Task to complete
Transcribe, exactly as they appear, only the lines from the one holding "grain, then give the position of each instance." through the end of the entries below.

START Dataset records

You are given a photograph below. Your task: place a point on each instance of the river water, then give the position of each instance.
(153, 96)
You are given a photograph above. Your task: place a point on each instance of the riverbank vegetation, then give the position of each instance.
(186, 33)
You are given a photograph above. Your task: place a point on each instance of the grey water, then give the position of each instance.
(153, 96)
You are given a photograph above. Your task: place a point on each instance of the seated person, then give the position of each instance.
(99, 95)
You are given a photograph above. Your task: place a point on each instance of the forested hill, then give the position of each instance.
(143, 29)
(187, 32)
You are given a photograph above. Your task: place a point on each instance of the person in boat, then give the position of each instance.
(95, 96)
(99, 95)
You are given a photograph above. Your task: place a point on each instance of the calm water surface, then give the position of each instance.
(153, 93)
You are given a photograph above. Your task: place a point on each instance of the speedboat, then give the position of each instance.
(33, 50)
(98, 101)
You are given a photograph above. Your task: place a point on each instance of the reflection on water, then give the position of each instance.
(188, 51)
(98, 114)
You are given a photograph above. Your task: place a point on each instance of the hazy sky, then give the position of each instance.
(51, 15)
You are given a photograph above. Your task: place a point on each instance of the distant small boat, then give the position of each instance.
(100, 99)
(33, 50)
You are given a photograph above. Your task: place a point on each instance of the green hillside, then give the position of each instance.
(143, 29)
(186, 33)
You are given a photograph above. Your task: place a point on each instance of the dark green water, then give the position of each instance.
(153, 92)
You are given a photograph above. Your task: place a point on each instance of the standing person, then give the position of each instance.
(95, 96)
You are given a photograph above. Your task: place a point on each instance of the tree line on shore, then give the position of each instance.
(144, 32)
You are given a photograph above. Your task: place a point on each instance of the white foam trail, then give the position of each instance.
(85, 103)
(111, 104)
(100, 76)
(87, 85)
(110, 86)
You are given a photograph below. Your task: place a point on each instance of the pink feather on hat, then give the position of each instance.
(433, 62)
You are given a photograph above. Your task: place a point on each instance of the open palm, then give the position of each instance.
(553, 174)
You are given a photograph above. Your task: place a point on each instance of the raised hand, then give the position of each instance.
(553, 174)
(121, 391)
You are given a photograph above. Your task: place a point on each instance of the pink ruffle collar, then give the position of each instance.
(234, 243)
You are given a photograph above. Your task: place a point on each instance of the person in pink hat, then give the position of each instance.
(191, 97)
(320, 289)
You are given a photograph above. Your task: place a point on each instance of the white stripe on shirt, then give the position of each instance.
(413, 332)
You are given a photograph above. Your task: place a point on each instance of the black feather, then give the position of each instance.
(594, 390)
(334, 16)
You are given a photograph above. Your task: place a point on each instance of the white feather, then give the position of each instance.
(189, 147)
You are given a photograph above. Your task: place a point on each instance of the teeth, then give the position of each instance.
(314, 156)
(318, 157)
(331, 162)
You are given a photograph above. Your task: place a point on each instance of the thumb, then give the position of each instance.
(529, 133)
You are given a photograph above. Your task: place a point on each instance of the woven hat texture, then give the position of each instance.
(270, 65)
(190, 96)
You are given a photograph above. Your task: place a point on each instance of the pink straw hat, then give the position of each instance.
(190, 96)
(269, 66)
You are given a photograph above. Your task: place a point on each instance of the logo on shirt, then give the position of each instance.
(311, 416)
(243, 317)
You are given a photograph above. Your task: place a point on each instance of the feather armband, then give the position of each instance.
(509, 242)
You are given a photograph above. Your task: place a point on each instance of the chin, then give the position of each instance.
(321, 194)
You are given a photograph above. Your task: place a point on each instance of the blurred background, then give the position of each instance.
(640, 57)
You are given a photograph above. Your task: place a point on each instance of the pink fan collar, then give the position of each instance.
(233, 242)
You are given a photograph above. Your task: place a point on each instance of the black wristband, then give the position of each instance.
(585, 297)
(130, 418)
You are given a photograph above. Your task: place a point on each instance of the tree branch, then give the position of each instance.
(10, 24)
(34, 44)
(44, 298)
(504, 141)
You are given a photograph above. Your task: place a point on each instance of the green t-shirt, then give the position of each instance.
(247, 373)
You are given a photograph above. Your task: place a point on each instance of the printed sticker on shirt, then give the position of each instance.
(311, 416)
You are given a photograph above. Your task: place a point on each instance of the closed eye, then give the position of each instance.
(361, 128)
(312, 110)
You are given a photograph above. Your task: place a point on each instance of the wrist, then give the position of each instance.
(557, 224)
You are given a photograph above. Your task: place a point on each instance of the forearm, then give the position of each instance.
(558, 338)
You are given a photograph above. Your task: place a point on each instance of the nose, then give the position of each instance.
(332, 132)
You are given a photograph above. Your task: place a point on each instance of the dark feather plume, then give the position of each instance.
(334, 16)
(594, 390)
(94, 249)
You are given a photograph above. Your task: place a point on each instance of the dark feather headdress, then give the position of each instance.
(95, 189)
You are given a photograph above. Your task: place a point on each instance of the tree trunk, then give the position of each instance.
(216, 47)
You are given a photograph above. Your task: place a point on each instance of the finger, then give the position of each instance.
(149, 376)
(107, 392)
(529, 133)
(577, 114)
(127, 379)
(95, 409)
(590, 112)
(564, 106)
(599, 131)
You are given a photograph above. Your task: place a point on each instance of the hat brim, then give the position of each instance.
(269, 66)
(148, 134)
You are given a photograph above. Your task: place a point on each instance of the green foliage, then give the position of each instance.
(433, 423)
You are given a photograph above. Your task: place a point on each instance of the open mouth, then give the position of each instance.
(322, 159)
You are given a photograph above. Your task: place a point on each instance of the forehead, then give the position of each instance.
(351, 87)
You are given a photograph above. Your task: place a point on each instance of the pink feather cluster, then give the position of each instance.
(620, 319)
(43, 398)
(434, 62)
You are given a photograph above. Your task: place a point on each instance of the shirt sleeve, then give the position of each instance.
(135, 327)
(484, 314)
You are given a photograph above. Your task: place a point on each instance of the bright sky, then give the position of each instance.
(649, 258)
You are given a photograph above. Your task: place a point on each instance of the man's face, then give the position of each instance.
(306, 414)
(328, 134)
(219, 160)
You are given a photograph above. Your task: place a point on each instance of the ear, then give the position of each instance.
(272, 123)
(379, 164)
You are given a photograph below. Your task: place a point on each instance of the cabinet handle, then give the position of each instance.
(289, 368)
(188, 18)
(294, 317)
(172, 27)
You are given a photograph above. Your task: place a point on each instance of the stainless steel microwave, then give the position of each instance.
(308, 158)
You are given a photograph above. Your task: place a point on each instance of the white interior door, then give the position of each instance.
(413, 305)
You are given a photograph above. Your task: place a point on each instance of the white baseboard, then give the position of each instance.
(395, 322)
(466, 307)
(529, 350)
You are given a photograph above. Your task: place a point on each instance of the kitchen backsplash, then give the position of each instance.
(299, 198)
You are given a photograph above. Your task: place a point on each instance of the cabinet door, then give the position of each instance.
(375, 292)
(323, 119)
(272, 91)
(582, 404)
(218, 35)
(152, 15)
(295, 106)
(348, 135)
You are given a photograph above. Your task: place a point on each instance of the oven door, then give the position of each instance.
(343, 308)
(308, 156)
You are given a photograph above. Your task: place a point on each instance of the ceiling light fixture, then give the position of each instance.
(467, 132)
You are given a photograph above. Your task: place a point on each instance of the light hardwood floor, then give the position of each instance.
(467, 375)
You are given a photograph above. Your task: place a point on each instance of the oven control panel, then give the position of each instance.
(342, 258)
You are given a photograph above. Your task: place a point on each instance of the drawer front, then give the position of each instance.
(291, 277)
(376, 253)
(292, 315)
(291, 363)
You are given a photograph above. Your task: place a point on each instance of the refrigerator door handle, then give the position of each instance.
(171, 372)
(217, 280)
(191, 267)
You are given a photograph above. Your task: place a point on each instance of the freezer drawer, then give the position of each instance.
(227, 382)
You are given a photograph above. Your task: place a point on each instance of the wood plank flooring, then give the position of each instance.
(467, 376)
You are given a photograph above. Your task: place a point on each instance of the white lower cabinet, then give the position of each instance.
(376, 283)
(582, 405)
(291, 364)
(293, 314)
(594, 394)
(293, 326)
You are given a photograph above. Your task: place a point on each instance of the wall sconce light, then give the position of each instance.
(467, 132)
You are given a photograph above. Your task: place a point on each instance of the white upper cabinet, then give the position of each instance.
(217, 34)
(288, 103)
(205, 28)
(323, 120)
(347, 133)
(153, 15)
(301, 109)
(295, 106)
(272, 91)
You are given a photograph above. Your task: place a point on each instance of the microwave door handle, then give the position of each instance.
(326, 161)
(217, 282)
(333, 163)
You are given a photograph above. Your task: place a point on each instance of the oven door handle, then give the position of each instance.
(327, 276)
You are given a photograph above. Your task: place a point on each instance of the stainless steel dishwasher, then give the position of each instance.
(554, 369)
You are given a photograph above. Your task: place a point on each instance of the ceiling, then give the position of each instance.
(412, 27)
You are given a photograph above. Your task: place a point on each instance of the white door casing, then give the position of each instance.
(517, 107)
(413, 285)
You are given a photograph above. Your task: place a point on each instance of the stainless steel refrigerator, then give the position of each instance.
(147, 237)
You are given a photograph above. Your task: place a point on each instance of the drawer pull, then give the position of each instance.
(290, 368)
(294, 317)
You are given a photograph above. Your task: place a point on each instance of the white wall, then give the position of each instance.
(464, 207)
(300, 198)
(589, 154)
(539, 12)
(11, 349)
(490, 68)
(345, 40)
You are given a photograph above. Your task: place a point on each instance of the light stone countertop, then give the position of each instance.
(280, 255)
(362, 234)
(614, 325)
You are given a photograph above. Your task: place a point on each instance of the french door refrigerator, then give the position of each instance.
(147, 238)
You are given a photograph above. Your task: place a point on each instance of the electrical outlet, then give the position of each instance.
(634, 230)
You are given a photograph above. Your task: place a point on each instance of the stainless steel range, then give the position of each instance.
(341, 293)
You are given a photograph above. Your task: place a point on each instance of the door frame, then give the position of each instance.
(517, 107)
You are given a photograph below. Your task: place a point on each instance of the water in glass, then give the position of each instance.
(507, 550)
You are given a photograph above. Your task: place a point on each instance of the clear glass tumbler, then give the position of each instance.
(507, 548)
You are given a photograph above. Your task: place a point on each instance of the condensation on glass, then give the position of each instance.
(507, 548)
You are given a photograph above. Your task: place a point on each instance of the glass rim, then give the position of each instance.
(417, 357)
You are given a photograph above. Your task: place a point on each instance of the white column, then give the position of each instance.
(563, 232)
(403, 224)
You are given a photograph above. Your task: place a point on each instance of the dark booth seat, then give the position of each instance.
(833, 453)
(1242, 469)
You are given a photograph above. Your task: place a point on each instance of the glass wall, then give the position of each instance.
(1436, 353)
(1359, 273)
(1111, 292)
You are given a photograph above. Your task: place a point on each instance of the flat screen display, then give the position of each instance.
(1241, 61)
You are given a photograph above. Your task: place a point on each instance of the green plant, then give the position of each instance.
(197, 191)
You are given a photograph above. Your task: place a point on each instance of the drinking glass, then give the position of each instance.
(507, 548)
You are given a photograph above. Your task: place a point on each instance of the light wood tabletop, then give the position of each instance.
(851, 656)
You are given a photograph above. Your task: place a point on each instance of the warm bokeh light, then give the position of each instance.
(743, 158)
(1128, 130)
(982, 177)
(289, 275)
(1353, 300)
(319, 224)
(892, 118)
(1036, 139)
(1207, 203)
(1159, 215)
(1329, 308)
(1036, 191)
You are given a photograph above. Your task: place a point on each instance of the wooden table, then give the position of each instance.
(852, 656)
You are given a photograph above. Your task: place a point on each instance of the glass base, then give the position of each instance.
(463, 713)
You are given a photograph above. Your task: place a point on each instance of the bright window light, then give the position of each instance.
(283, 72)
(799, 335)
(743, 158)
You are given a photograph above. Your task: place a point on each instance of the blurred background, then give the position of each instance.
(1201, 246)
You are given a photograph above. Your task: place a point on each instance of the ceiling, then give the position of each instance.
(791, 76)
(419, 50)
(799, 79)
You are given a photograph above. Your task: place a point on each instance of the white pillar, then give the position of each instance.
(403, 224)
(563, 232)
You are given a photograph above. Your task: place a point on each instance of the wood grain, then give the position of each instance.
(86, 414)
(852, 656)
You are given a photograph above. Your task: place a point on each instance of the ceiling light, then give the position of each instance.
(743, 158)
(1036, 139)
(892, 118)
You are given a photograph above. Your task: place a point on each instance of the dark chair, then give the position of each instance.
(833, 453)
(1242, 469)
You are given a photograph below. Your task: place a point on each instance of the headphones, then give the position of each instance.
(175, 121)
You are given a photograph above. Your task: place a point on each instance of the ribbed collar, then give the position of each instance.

END Dataset records

Output for this exercise
You are given a photograph above. Your task: place a point on each instance of the wood grain, then give the position of each instance.
(86, 414)
(852, 656)
You are given a photograph above. Your task: place a point on each instance of the ceiling light, then give the position of each instance.
(743, 158)
(1036, 139)
(892, 118)
You are given a photograph above. Your task: place a point on each instance of the dark chair, then give the position of each instance.
(833, 453)
(1242, 469)
You are given a photograph below. Your task: place a point on each instance of the headphones, then give the position of each instance.
(175, 121)
You are given a photograph above. Your task: place a point on each instance of the ribbed collar, then give the position of each instance.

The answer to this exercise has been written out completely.